[Excerpt to read]
↓
Jill and Peter and everyone else,

Yes, I would agree that SERU was developed exactly to address 
this recurring situation.  If you read the origins of it and the 
meetings that went before, it appears that all stakeholders are 
not happy with the line-by-line negotiation.  I'm quite sure that 
all had good intentions but is it reflective of what is still 
currently going on in licensed resource acquisition?  In other 
words, aren't we still spending an inordinate amount of time 
rehabilitating license language.  Even those of you who say that 
you have had various successes getting acceptance of SERU or 
getting certain terms removed, still make my point.  You had to 
spend time - you had a good result - but you still expended time, 
which is a valuable commodity.  I don't know what it is going to 
take, but even some of those registered at SERU are offering some 
of the worst terms I've seen.

It's a shame.  Academia is on life-support, resources are being 
cancelled, people are being furloughed or losing their jobs and 
we're throwing away tax dollars fixing the same problems over and 
over.
↑
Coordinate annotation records
↓
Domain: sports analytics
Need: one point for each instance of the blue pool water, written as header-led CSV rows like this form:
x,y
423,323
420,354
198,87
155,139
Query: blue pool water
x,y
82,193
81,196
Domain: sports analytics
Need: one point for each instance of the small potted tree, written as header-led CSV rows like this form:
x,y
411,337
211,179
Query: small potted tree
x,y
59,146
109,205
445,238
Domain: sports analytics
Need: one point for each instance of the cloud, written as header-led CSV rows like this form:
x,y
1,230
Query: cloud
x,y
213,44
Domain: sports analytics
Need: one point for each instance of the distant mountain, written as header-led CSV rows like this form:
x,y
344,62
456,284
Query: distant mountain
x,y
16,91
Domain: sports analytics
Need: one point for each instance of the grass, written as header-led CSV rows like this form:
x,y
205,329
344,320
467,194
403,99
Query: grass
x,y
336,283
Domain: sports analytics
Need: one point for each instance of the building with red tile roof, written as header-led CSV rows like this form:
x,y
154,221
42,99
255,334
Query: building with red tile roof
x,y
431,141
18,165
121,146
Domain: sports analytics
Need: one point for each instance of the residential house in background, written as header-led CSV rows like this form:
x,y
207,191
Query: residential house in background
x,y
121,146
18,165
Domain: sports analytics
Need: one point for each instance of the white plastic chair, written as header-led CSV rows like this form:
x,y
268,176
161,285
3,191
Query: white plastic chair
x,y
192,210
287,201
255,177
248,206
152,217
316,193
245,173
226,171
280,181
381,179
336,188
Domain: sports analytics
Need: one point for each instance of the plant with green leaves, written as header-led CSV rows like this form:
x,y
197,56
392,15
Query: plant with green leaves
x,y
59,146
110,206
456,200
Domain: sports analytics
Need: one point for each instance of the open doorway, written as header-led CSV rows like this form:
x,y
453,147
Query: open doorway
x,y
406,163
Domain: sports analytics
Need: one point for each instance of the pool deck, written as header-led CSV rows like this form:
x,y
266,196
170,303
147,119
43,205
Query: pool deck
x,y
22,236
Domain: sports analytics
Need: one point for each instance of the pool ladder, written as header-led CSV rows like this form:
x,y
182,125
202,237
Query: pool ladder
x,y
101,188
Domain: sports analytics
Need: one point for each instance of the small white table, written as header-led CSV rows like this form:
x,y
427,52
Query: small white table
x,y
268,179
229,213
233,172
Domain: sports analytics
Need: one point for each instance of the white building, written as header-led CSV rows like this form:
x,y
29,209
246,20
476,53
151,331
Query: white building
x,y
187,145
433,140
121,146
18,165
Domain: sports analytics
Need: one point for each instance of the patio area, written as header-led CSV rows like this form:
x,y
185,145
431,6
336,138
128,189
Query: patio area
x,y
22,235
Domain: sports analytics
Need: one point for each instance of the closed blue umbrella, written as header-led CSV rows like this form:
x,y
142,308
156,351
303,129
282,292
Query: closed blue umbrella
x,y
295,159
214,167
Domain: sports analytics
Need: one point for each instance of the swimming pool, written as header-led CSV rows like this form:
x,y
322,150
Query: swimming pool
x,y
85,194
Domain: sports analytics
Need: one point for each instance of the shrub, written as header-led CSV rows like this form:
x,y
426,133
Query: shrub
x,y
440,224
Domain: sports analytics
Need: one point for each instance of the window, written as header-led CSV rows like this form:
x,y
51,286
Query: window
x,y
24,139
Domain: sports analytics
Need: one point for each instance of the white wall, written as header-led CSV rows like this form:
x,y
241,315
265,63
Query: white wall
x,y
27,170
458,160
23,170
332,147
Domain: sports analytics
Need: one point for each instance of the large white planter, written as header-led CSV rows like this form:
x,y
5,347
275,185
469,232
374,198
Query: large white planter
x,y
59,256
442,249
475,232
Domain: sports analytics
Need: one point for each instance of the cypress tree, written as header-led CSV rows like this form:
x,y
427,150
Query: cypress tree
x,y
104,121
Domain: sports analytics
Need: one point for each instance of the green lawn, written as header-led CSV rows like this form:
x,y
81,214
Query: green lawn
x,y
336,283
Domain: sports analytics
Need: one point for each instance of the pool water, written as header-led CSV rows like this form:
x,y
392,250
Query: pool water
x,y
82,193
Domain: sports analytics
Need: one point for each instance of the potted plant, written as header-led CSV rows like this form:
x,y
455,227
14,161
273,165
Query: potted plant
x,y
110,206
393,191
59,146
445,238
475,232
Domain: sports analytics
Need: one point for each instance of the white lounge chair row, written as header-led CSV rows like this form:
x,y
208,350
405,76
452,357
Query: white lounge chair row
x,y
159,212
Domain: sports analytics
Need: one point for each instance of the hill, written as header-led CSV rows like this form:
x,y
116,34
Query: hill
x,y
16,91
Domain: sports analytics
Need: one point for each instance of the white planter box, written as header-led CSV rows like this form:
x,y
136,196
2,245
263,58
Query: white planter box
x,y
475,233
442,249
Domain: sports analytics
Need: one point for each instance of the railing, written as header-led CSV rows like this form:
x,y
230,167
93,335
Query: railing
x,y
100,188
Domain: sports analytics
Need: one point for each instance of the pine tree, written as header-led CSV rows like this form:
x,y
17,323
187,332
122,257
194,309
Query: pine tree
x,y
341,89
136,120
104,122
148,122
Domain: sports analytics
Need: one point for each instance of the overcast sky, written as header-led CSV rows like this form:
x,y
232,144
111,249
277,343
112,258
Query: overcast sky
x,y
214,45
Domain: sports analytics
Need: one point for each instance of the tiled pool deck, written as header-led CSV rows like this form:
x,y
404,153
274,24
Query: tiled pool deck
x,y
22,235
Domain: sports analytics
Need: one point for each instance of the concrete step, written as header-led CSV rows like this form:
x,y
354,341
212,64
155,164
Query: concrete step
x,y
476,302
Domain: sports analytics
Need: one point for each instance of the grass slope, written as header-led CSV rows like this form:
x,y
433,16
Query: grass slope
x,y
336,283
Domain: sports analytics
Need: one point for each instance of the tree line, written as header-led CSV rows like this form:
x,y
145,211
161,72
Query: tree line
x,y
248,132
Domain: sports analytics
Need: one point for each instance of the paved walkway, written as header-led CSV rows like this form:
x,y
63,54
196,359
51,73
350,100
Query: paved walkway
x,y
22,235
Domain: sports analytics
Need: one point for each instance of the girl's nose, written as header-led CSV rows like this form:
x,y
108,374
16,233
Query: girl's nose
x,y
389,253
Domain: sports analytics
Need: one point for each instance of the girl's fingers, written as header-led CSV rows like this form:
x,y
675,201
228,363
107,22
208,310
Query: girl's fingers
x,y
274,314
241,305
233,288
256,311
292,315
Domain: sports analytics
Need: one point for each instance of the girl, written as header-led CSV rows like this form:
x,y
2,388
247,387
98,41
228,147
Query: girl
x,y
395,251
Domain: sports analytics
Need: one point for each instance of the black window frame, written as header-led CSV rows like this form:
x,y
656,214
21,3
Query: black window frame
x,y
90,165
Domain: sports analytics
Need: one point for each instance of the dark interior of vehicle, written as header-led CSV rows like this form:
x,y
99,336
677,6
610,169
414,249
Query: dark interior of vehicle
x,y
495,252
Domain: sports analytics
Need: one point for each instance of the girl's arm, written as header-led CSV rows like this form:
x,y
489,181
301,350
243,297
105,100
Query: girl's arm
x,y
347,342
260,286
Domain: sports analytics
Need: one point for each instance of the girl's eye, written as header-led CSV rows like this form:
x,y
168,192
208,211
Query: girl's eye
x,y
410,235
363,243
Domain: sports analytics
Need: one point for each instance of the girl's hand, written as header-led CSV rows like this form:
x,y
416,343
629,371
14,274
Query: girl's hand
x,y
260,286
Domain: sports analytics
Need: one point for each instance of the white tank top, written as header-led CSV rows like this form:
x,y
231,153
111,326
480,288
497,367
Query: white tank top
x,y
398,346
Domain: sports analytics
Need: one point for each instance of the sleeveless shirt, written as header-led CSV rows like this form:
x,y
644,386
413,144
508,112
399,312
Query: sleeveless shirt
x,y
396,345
↑
[Requests]
- a) Answer these questions about the message on SERU:
(i) What does the writer call the time spent on license language?
(ii) According to the writer, what are some of those registered at SERU offering?
(iii) What does the writer say is being thrown away when the same problems are fixed over and over?
- b) Select every line of the records that contains the word "water".

[Full answers]
- a)
(i) A valuable commodity.
(ii) Some of the worst terms the writer has seen.
(iii) Tax dollars.

- b)
Need: one point for each instance of the blue pool water, written as header-led CSV rows like this form:
Query: blue pool water
Need: one point for each instance of the pool water, written as header-led CSV rows like this form:
Query: pool water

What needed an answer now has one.